What is asked: Rewrite only the lines that begin at the one containing "of the window" and run through the last line below, changing "stat-sheet reference" to "summary table" and keeping everything else unchanged.
Start of Task material
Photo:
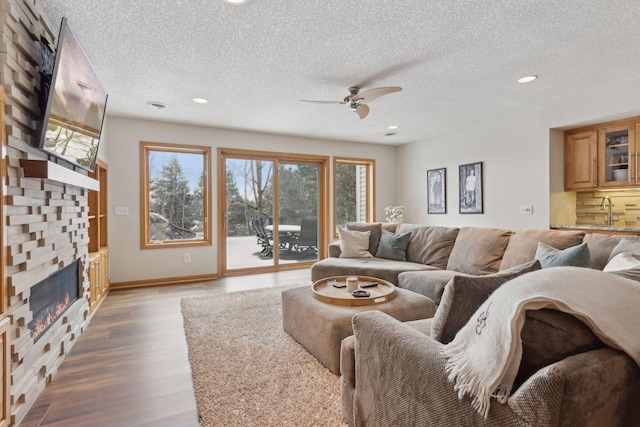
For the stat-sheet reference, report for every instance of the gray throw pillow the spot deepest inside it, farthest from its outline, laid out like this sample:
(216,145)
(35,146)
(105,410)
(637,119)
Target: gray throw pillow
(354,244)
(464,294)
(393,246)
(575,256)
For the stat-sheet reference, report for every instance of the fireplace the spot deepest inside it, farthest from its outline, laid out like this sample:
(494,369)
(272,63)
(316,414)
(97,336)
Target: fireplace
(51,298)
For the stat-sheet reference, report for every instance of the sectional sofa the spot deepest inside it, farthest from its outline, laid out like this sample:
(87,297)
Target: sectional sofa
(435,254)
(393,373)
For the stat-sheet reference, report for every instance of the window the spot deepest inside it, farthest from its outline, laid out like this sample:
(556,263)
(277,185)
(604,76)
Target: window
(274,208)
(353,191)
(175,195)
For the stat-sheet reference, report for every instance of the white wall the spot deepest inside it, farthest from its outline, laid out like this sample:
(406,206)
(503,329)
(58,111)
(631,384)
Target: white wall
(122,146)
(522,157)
End of Task material
Correct output:
For the summary table, report for every instance of the window the spot deepest inside it, farthest from its outline, laid out like this sample:
(556,263)
(277,185)
(604,76)
Target: window
(274,208)
(353,191)
(175,195)
For the summary table, report for every instance of the white wall the spot deepest inside it, farthest from its outline, laid out like this sample:
(406,206)
(503,329)
(58,111)
(631,384)
Target: white wall
(122,146)
(522,157)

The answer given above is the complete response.